How many lines in the material below contain the word "tractor"? Reply with the number alone.

Source records:
____

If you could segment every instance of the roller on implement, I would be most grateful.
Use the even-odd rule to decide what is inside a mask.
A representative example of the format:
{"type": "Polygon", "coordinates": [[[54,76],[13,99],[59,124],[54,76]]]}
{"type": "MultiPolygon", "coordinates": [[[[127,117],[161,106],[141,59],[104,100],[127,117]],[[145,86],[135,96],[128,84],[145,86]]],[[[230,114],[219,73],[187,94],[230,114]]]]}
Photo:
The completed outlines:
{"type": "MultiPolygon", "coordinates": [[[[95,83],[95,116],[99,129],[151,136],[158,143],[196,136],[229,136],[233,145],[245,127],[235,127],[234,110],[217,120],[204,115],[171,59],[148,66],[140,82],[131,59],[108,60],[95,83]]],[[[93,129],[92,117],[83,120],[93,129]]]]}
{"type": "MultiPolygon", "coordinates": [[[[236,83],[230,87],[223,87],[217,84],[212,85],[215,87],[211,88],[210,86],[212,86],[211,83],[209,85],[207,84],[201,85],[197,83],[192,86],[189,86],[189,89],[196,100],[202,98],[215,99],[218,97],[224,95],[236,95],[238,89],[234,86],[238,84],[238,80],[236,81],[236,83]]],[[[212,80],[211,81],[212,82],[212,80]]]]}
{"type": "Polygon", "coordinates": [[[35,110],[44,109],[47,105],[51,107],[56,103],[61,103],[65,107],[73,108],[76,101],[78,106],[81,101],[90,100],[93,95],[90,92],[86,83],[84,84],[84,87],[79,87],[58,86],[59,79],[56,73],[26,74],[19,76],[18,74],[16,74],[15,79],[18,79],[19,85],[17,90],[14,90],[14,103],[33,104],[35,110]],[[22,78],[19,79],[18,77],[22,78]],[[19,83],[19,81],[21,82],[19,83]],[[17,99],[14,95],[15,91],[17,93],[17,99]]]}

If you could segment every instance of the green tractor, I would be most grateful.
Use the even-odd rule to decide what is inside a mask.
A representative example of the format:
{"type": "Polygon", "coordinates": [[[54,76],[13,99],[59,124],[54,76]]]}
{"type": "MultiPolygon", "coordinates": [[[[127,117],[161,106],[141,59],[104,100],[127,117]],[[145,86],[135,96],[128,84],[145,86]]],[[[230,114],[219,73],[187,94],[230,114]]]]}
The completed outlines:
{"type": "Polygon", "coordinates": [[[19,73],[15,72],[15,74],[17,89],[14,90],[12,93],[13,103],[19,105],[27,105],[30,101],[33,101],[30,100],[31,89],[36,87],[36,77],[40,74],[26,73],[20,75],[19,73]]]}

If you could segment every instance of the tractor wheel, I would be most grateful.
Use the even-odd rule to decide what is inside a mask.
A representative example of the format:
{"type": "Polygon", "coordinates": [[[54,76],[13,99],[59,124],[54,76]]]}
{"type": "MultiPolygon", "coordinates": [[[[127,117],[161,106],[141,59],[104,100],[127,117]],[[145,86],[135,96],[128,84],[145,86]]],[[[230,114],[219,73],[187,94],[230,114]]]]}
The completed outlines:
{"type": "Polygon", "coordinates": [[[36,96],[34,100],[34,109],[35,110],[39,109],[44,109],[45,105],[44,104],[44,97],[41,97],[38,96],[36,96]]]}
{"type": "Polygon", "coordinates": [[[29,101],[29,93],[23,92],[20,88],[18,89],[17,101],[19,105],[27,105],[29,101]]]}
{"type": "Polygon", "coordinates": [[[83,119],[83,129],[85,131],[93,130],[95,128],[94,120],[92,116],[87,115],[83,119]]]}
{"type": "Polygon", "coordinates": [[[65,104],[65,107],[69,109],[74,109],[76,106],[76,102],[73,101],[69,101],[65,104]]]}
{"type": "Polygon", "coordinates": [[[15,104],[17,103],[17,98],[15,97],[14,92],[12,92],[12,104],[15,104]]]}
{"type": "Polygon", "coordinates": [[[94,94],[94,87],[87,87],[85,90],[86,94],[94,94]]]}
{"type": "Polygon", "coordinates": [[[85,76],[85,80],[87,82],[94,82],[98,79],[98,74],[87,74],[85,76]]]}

____

:: Exercise output ::
2